• WORK TO BE COMPLETED: Rewrite all the records, changing every "rough mask" to "coarse mask" and leaving the rest of the text as it is. Do not include the pictures in your answer.

• DATA FOR THIS TASK:
[Start of section]
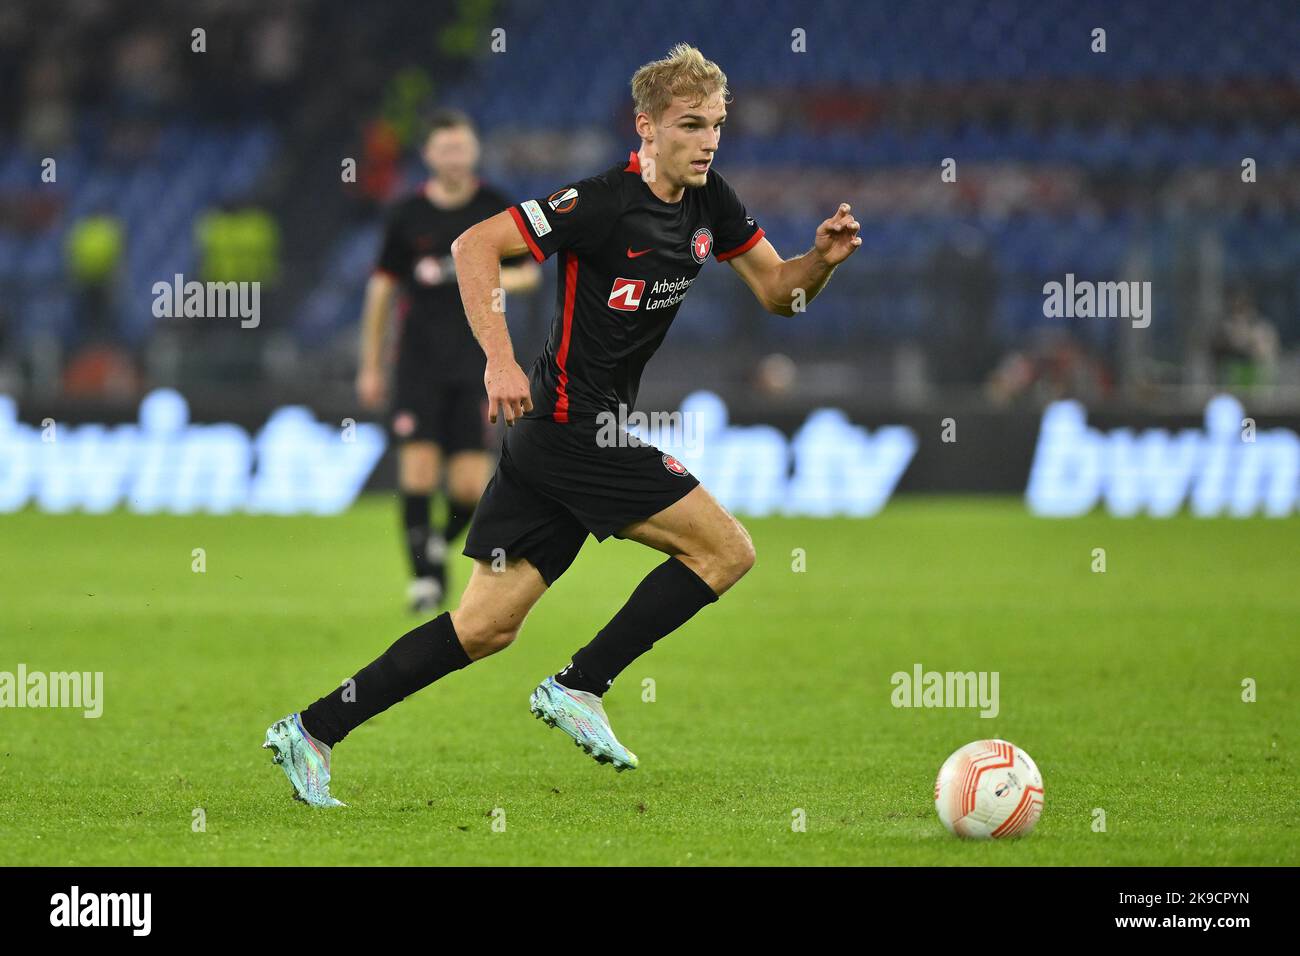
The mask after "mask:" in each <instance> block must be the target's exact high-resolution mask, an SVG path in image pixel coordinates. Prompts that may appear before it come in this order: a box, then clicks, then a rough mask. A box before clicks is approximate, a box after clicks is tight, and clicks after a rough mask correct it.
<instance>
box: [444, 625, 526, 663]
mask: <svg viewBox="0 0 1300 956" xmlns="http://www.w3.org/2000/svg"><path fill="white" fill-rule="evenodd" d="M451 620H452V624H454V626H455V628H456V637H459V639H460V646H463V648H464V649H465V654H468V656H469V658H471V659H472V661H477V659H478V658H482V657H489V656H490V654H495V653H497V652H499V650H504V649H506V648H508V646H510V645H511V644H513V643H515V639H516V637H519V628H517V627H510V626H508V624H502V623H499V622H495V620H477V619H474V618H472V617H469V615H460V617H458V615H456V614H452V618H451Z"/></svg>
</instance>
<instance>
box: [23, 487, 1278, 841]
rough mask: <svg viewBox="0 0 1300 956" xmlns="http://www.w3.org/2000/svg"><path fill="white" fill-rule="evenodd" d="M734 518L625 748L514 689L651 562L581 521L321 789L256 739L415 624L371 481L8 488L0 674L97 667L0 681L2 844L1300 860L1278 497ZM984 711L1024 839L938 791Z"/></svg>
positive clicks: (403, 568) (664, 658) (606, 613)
[End of section]
• EXERCISE OUTPUT:
The mask after "mask:" in each <instance> block must be the target's exact high-resolution mask, an SVG path in image pixel coordinates. Prompts that may appear before it come in this order: a box, then clicks, then a coarse mask. A box before clicks is approximate, a box after clicks is tight, and clicks after a coarse mask correct it.
<instance>
box: [444, 625, 526, 663]
mask: <svg viewBox="0 0 1300 956" xmlns="http://www.w3.org/2000/svg"><path fill="white" fill-rule="evenodd" d="M451 620H452V624H454V626H455V628H456V637H459V639H460V646H463V648H464V649H465V654H468V656H469V658H471V659H472V661H477V659H478V658H482V657H489V656H490V654H495V653H497V652H499V650H504V649H506V648H508V646H510V645H511V644H513V643H515V639H516V637H519V628H517V627H510V626H508V624H502V623H499V622H495V620H477V619H474V618H472V617H469V615H460V617H458V615H456V614H452V618H451Z"/></svg>
</instance>
<instance>
box: [23, 487, 1278, 841]
coarse mask: <svg viewBox="0 0 1300 956" xmlns="http://www.w3.org/2000/svg"><path fill="white" fill-rule="evenodd" d="M734 518L625 748L514 689L651 562L581 521L321 789L256 739L415 624L371 481L8 488L0 674L97 667L0 681L2 844L1300 860L1278 497ZM984 711L1024 839L938 791Z"/></svg>
positive clicks: (403, 568) (664, 658) (606, 613)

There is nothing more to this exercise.